• _EXTRAIT_:
Titre : Poussières noires
Auteur : Catherine Gucher
Editeur : Le mot et le reste
Nombre de pages : 264
 Date de parution : 17 février 2022

 

Retour dans l’Ouest américain

J’avais découvert Catherine Gucher avec son premier roman, Transcolorado. Roman largement récompensé et primé lors du Festival du premier roman de Chambéry en 2018. Dan, orpheline sauvage et volontaire, nous emmenait sur les routes du Colorado aux ciels changeants. Après un second roman autour de la révolution cubaine, l’auteure nous replonge dans l’ouest américain au coeur d’une tribu navajo.

Une grande héroïne

Hokee fait partie du clan de L’Homme qui marche, une tribu navajo de la réserve de Black Mesa. Cependant, elle vit à l’écart dans un abri rocheux  comme tout enfant issu du viol de femmes indiennes par les Blancs du Bureau des Affaires Indiennes. Au cou, elle garde une pochette contenant le bouton doré de la veste du général qui a violé sa mère. Elle sait qu’un jour sonnera l’heure de la vengeance.
Dans les montagnes, les Blancs fouillent la terre sacrée pour en extirper le charbon, polluant la terre et la rivière.

Semences perdues.
Le maïs ne poussait plus et l’herbe rachitique, irisée d’essence, empoisonnait les troupeaux.

• _JEU DE DONNÉES_:
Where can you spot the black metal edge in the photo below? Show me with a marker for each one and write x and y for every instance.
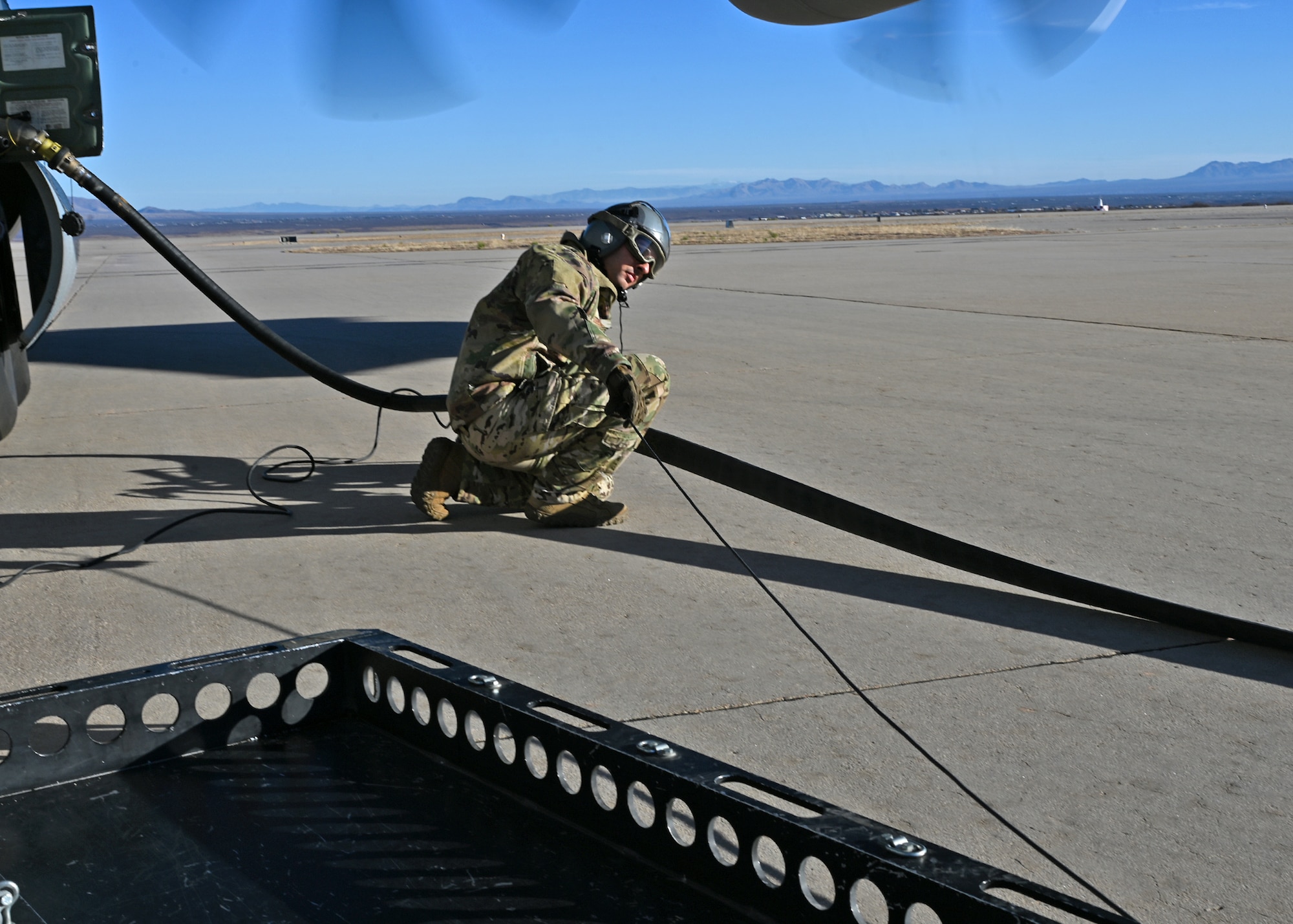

• _LISTE DES TÂCHES_:
**a)** D'après la critique de Poussières noires, que renferme la pochette que Hokee porte au cou ?
**b)** Reprenez le passage de la critique de Poussières noires commençant par « Hokee fait partie » et allant jusqu'à « et la rivière. », en substituant « minerai » à « charbon ».
**c)** Rédigez la suite de la critique de Poussières noires à partir de sa dernière phrase.
La liste provient d'une source distincte de la critique.

• _RÉPONSES_:
**a)** Le bouton doré de la veste du général qui a violé sa mère.

**b)**
Hokee fait partie du clan de L’Homme qui marche, une tribu navajo de la réserve de Black Mesa. Cependant, elle vit à l’écart dans un abri rocheux  comme tout enfant issu du viol de femmes indiennes par les Blancs du Bureau des Affaires Indiennes. Au cou, elle garde une pochette contenant le bouton doré de la veste du général qui a violé sa mère. Elle sait qu’un jour sonnera l’heure de la vengeance.
Dans les montagnes, les Blancs fouillent la terre sacrée pour en extirper le minerai, polluant la terre et la rivière.

**c)**
Espoirs jetés au vent sur la terre rouge des Four Corners.
Poussières noires sur l’histoire de notre peuple, ombres monstrueuses au-dessus des grands canyons.
Mémoire sauvée du Grand Ouest.
Je suis de ce peuple, je porte cette histoire.

Avec des cadeaux, de l’alcool et du tabac, les Blancs parviennent à tourner la tête d’une partie du clan. Mais les anciens, les « nés de semences perdues » et quelques valeureux indiens refusent les propositions malhonnêtes du BIA.

Ils avaient rendu nos terres infertiles, foré la montagne comme ils avaient fouaillé le ventre des plus belles femmes de notre clan.

Leurs hogans (habitations) sont détruites pour construire une route permettant de faire circuler les camions de la Black Soul Coal Company, chargés des trésors de la terre des indiens.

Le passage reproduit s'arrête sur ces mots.